◆ **What is needed**
Please pull out each line in the entries below that contains the word "like", treating uppercase and lowercase as different.

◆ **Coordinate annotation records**
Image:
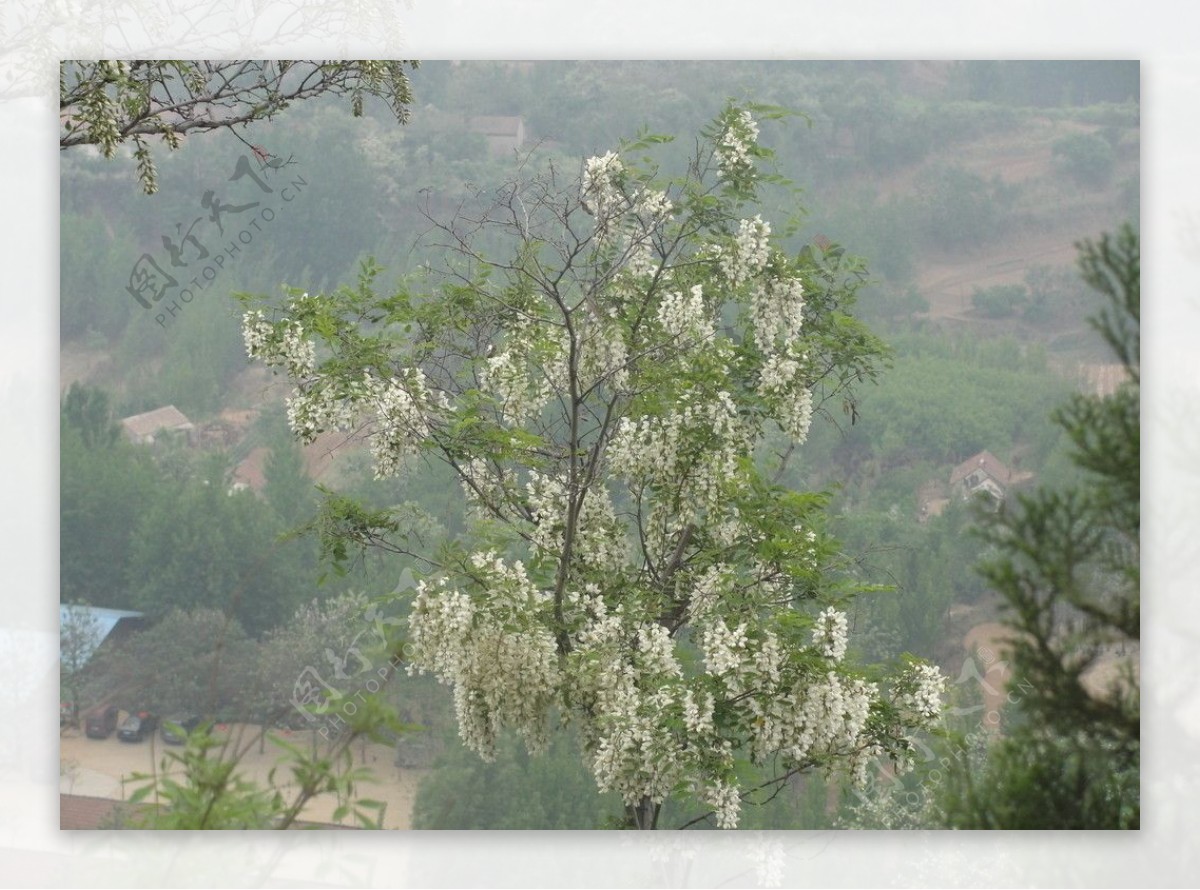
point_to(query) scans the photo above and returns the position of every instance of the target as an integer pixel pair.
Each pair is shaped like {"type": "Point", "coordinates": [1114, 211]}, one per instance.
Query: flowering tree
{"type": "Point", "coordinates": [619, 398]}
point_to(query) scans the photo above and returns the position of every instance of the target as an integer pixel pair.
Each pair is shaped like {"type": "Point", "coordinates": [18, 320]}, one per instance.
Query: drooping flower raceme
{"type": "Point", "coordinates": [733, 149]}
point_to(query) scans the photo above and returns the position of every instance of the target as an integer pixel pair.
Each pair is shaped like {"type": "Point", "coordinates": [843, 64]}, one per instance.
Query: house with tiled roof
{"type": "Point", "coordinates": [982, 474]}
{"type": "Point", "coordinates": [504, 133]}
{"type": "Point", "coordinates": [147, 428]}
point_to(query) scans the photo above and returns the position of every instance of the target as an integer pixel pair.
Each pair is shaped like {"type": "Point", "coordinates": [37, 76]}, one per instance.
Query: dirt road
{"type": "Point", "coordinates": [96, 768]}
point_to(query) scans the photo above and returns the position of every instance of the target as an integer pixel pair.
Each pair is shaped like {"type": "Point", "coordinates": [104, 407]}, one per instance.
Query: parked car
{"type": "Point", "coordinates": [137, 726]}
{"type": "Point", "coordinates": [101, 722]}
{"type": "Point", "coordinates": [177, 729]}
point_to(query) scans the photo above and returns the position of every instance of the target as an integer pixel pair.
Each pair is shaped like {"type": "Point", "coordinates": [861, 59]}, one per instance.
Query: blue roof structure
{"type": "Point", "coordinates": [106, 620]}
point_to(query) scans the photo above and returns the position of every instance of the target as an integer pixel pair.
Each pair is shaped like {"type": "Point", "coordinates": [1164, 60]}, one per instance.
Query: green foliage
{"type": "Point", "coordinates": [89, 412]}
{"type": "Point", "coordinates": [197, 661]}
{"type": "Point", "coordinates": [109, 103]}
{"type": "Point", "coordinates": [103, 494]}
{"type": "Point", "coordinates": [552, 791]}
{"type": "Point", "coordinates": [79, 633]}
{"type": "Point", "coordinates": [1067, 564]}
{"type": "Point", "coordinates": [201, 788]}
{"type": "Point", "coordinates": [203, 546]}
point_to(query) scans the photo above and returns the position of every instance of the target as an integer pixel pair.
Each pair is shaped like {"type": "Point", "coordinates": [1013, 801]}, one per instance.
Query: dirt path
{"type": "Point", "coordinates": [96, 768]}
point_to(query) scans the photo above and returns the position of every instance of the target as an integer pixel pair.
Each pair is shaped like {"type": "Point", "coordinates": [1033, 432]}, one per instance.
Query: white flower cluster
{"type": "Point", "coordinates": [829, 633]}
{"type": "Point", "coordinates": [653, 208]}
{"type": "Point", "coordinates": [724, 648]}
{"type": "Point", "coordinates": [733, 149]}
{"type": "Point", "coordinates": [726, 803]}
{"type": "Point", "coordinates": [927, 686]}
{"type": "Point", "coordinates": [777, 312]}
{"type": "Point", "coordinates": [629, 678]}
{"type": "Point", "coordinates": [600, 193]}
{"type": "Point", "coordinates": [685, 318]}
{"type": "Point", "coordinates": [603, 355]}
{"type": "Point", "coordinates": [480, 481]}
{"type": "Point", "coordinates": [507, 377]}
{"type": "Point", "coordinates": [400, 407]}
{"type": "Point", "coordinates": [279, 346]}
{"type": "Point", "coordinates": [318, 408]}
{"type": "Point", "coordinates": [496, 653]}
{"type": "Point", "coordinates": [707, 591]}
{"type": "Point", "coordinates": [694, 450]}
{"type": "Point", "coordinates": [749, 253]}
{"type": "Point", "coordinates": [697, 716]}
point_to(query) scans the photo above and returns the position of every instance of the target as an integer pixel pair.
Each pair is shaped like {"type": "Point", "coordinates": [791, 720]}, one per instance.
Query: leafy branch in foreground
{"type": "Point", "coordinates": [111, 103]}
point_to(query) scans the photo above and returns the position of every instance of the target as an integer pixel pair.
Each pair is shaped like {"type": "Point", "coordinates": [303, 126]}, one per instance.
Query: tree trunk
{"type": "Point", "coordinates": [643, 816]}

◆ **Solution for this task**
Each pair is shaped like {"type": "Point", "coordinates": [1114, 211]}, one per instance.
Each pair is shaped like {"type": "Point", "coordinates": [18, 320]}, one per instance.
Each pair is shaped like {"type": "Point", "coordinates": [843, 64]}, one per instance.
Each pair is shaped like {"type": "Point", "coordinates": [37, 76]}, one per instance.
Each pair is shaped like {"type": "Point", "coordinates": [104, 407]}, one per instance.
Each pair is shaped like {"type": "Point", "coordinates": [861, 59]}, one per instance.
Each pair is shaped like {"type": "Point", "coordinates": [1164, 60]}, one per instance.
Each pair is shaped like {"type": "Point", "coordinates": [1013, 801]}, one per instance.
Each pair is shaped like {"type": "Point", "coordinates": [1033, 432]}, one per instance.
Each pair is shaped like {"type": "Point", "coordinates": [791, 720]}, one per instance.
Each pair is shaped like {"type": "Point", "coordinates": [303, 126]}, one per instance.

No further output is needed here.